▶ _TO DO_
Work through the data line by line, gathering every line that has the word "bicycle".
(EXERCISE INPUTS)
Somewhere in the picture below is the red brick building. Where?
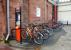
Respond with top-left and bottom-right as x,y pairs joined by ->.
20,0 -> 53,27
0,0 -> 57,40
0,0 -> 22,40
22,0 -> 54,25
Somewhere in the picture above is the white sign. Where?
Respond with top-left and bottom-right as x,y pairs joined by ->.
36,7 -> 41,17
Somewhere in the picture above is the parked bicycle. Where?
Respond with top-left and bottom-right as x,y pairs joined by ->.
10,24 -> 49,45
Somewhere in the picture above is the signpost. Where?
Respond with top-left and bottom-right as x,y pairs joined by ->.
15,8 -> 21,42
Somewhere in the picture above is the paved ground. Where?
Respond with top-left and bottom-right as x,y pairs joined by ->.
41,25 -> 71,50
0,25 -> 71,50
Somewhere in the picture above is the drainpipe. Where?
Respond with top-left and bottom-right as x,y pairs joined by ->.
54,0 -> 57,22
5,0 -> 10,41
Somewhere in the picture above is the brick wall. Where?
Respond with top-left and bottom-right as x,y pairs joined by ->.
0,0 -> 22,40
10,0 -> 22,29
0,0 -> 6,40
21,0 -> 29,28
29,0 -> 45,24
46,2 -> 53,27
0,0 -> 54,39
28,0 -> 53,25
10,0 -> 29,28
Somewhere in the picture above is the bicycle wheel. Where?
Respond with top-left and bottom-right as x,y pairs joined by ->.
34,32 -> 43,45
41,29 -> 49,39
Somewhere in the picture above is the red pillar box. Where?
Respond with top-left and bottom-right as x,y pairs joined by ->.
16,26 -> 21,42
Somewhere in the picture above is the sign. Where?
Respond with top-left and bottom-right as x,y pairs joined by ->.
36,7 -> 41,17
(End EXERCISE INPUTS)
▶ _OUTPUT BELOW_
Somewhere in the picture above is the parked bicycle. Where?
Somewhere in the picture above is the bicycle wheel. Where?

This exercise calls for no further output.